Each record below should be returned exactly, with its pictures left out.
++++++++
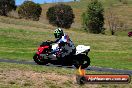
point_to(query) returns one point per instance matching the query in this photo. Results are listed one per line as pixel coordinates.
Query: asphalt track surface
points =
(91, 68)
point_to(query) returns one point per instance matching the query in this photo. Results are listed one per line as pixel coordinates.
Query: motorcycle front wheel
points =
(39, 61)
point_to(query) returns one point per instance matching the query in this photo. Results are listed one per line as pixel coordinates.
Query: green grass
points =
(21, 44)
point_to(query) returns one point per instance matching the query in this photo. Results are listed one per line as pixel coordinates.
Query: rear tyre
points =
(39, 61)
(82, 60)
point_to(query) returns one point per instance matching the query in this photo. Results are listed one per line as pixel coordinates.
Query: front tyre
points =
(82, 60)
(38, 60)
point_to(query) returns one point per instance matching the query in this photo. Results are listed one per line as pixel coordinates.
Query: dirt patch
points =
(19, 78)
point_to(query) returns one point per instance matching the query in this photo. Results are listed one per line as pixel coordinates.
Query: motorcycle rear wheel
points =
(82, 60)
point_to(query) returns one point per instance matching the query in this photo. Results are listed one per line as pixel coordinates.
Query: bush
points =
(93, 19)
(30, 10)
(60, 15)
(6, 6)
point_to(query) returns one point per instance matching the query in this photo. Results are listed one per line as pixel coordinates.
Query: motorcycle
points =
(44, 56)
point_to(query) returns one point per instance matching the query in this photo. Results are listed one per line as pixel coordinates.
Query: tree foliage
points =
(6, 6)
(30, 10)
(93, 19)
(60, 15)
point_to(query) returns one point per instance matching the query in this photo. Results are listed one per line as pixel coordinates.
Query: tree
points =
(113, 22)
(30, 10)
(6, 6)
(93, 20)
(60, 15)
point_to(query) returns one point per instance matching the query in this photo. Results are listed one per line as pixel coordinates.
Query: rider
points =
(65, 45)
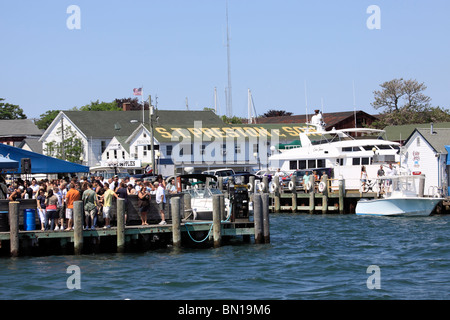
++++++++
▶ WORKED SOLUTION
point_to(query) returns one point per instance matching the query in this photo. Results are listed one per line as pixel coordinates.
Query: asphalt track surface
points =
(91, 68)
point_to(query) returns one point per instance matching the query in this photo. Results are listed one per line as pixel coordinates.
Query: motorcycle front wheel
points =
(39, 61)
point_to(query) returns one point per instance matching the query in this photo. Results are listed one per line as pixel coordinates.
Query: green grass
points =
(21, 44)
point_to(query) returns one point per instance matching the query in this photo. Results are listed one per line as pixel coordinates.
Query: rear tyre
points =
(39, 61)
(82, 60)
point_to(query) returns one point per instance matching the query in this photo. Results are listed one per line as pixel coordinates.
Query: front tyre
points =
(82, 60)
(38, 60)
point_to(query) returns one point per instance matching the query in this photo. Results are listed one per line as pixel coordinates.
Query: dirt patch
points =
(19, 78)
point_to(query) returns one point per instance matching the query in this photo. Results are listed one per line as pixel coordinates.
Query: motorcycle rear wheel
points =
(82, 60)
point_to(query) returns one point per instance matching the query in this photo. Results are listed one per line as pixel coordinates.
Query: bush
points =
(93, 19)
(30, 10)
(60, 15)
(6, 6)
point_to(query) returns one point per instance matching the query in this photo. Results are listed one per line as pixel coordinates.
Query: motorcycle
points =
(44, 56)
point_to(query) returns one point per instance matching the query in this photo. Results are listed one per line as pixel coordinates.
Query: tree foliage
points =
(6, 6)
(30, 10)
(93, 19)
(60, 15)
point_to(query) returns one point per instance matching the query in this photo. Results are listed one per line as pixel coordinates.
Query: tree
points =
(113, 22)
(30, 10)
(6, 6)
(93, 20)
(60, 15)
point_to(query) returns one point per instance matching the query in this photo. Results are listed one per line as pixel coordinates.
Query: rider
points =
(65, 45)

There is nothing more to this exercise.